- [Instrucciones]:
Reproduce tal cual el pasaje del texto sobre el niño desde "Le parece divertido" hasta "bolas de cristal.", ambos incluidos.

No puedo olvidar a ese niño, lo llevo grabado, calle arriba, calle abajo, de todas esas calles que camino a diario.
Antes de los doce descubre a los Machado, García Lorca, Picasso y Dalí.
Le parece divertido el Romancero Gitano, el ritmo, las historias, aquello de los cinco chorros, como cinco fuentes, nada se le compara.
Prefiere a Galdos, que a Platero y yo, es mas real el sitio de un pueblo que una historia para niños.
Azorín le aburre, pero lo lee, La Barraca y Fortunata y Jacinta, los lee después cuando ha visto una soberbia serie de televisión española. Considera a Miguel Hernández el mejor poeta de la generación del 27, por motivos que asocia interiormente con el abuelo que ha quedado preso en España, al igual que Miguel por luchar contra la embestida tiránica de Franco.
Juega a la pelota y mientras el asma lo deja, es bueno, muchas veces a solas ve los partidos desde la ventana de su cuarto. Aprende pronto a nadar y no tiene mucho tino con las bolas de cristal.
Prefiere llegar de la escuela y montar bicicleta, por otros barrios vecinos, y solo con sus pensamientos se pierde hasta las cinco. Lo recuerdo armando tremendos berrinches por que lo obligan a ponerse camisas almidonadas, crueldad de una época por suerte superada.
No se pierde las aventuras de las 7:30, que recrean historias de corsarios y piratas. Viejos buques guerreros y asaltos descomunales en alta mar. Si es del Zorro, medio barrio infantil se hace disfraz, los flacos y los gorditos, nadie quiere ser el sargento García.
Amarilis es la reina del ultimo carnaval infantil, hoy desfila y pasean tomados de la mano y mañana a ella se la llevan a Miami, el primer amor infantil.
Él va disfrazado de torero Español, verde y oro, de luces, con sombrero negro y zapatillas, pero no ama la fiesta brava, ni le anima, de adulto va una vez, por compromiso a un coso y hubiera preferido que indultaran al toro, no entiende el espectáculo y como no le interesa no hace por conocerlo.

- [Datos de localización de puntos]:

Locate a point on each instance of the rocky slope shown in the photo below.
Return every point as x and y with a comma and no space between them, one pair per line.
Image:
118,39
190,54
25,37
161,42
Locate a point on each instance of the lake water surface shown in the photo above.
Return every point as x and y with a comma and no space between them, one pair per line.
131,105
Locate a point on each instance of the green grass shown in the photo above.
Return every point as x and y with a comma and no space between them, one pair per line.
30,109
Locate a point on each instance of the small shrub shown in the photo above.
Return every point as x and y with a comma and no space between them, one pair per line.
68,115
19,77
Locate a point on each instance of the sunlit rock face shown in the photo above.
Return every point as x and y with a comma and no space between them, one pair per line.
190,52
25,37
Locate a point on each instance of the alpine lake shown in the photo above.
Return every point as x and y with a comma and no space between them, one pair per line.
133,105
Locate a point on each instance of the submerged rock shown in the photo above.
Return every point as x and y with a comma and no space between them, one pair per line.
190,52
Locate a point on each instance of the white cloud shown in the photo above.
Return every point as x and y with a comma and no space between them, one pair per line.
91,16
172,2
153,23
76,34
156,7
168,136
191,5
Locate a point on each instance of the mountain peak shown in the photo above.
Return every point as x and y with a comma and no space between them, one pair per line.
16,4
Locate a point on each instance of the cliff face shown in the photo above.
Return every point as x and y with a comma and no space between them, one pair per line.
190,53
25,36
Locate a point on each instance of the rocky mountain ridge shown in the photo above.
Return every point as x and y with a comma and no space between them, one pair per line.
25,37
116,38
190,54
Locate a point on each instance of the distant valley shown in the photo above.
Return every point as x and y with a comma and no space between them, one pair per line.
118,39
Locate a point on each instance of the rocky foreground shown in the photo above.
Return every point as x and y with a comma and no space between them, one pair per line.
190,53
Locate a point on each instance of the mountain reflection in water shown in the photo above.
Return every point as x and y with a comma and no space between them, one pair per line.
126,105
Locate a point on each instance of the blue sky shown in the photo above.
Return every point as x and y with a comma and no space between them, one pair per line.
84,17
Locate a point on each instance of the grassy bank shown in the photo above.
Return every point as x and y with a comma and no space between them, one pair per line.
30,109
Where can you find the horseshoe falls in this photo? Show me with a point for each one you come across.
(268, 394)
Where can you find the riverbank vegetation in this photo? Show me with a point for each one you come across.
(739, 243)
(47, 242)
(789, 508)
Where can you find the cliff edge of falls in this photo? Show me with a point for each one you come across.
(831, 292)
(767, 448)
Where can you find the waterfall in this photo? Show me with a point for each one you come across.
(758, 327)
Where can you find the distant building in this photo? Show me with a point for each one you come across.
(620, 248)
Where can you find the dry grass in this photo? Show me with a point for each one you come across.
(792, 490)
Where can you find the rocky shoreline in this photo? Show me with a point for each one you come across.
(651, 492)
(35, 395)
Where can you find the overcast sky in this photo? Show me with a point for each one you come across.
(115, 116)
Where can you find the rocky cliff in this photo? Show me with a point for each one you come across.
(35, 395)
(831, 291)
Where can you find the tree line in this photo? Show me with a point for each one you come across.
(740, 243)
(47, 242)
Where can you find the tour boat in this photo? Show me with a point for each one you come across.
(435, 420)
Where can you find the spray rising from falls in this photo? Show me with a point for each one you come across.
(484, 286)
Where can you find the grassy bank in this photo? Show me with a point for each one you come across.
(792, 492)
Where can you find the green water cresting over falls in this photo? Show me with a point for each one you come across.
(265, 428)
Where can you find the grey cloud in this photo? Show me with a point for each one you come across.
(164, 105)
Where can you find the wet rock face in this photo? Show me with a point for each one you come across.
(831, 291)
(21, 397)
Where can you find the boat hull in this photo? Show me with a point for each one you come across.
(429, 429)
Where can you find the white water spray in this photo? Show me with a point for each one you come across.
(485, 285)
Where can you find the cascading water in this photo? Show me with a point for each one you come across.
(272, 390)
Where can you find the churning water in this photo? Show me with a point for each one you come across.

- [Solución]:
Le parece divertido el Romancero Gitano, el ritmo, las historias, aquello de los cinco chorros, como cinco fuentes, nada se le compara.
Prefiere a Galdos, que a Platero y yo, es mas real el sitio de un pueblo que una historia para niños.
Azorín le aburre, pero lo lee, La Barraca y Fortunata y Jacinta, los lee después cuando ha visto una soberbia serie de televisión española. Considera a Miguel Hernández el mejor poeta de la generación del 27, por motivos que asocia interiormente con el abuelo que ha quedado preso en España, al igual que Miguel por luchar contra la embestida tiránica de Franco.
Juega a la pelota y mientras el asma lo deja, es bueno, muchas veces a solas ve los partidos desde la ventana de su cuarto. Aprende pronto a nadar y no tiene mucho tino con las bolas de cristal.